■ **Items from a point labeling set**
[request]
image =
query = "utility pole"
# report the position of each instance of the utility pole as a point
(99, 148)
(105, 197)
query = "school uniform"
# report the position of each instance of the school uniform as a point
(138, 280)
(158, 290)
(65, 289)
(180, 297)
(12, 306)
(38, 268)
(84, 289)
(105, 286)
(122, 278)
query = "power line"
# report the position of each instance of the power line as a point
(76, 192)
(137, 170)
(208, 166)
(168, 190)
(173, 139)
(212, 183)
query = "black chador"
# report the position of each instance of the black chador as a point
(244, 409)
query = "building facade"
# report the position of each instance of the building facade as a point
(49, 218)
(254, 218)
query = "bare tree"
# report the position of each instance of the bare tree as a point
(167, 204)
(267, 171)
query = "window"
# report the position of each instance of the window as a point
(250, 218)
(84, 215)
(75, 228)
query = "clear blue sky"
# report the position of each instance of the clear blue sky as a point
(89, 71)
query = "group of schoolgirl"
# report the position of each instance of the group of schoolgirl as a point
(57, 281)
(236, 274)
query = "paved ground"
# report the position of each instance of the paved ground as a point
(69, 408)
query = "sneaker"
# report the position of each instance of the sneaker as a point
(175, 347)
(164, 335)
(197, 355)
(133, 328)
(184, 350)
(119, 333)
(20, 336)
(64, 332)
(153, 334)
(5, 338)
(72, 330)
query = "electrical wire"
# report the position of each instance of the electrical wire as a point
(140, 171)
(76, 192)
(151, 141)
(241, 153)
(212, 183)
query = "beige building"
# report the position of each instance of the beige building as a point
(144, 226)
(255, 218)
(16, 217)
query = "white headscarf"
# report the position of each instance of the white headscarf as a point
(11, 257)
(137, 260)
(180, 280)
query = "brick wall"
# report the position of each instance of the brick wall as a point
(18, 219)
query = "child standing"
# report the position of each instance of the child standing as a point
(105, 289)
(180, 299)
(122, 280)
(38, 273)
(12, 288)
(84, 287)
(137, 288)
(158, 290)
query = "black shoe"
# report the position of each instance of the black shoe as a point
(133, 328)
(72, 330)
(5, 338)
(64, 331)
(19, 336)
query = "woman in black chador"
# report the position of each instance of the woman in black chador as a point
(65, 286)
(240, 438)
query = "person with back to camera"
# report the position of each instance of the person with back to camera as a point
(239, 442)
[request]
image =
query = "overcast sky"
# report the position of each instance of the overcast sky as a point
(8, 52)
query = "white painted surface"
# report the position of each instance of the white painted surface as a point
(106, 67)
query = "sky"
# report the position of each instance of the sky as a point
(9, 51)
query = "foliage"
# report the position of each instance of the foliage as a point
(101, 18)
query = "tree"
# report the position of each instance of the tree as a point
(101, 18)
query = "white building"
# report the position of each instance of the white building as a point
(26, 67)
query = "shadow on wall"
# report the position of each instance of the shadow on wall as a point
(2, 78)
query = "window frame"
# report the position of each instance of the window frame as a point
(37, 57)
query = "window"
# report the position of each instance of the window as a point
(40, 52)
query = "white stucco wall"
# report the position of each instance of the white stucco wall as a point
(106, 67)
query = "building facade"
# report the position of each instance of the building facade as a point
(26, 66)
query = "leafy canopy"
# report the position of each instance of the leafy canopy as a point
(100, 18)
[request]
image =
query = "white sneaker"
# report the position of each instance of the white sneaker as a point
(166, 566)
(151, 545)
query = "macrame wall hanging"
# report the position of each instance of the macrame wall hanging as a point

■ **WHAT YOU HAVE TO DO**
Pull out every line of the items above that contains the string "shadow", copying each line unchanged.

■ **EXERCISE RESULT**
query = "shadow on wall"
# report the position of each instance of the shadow on wall as a point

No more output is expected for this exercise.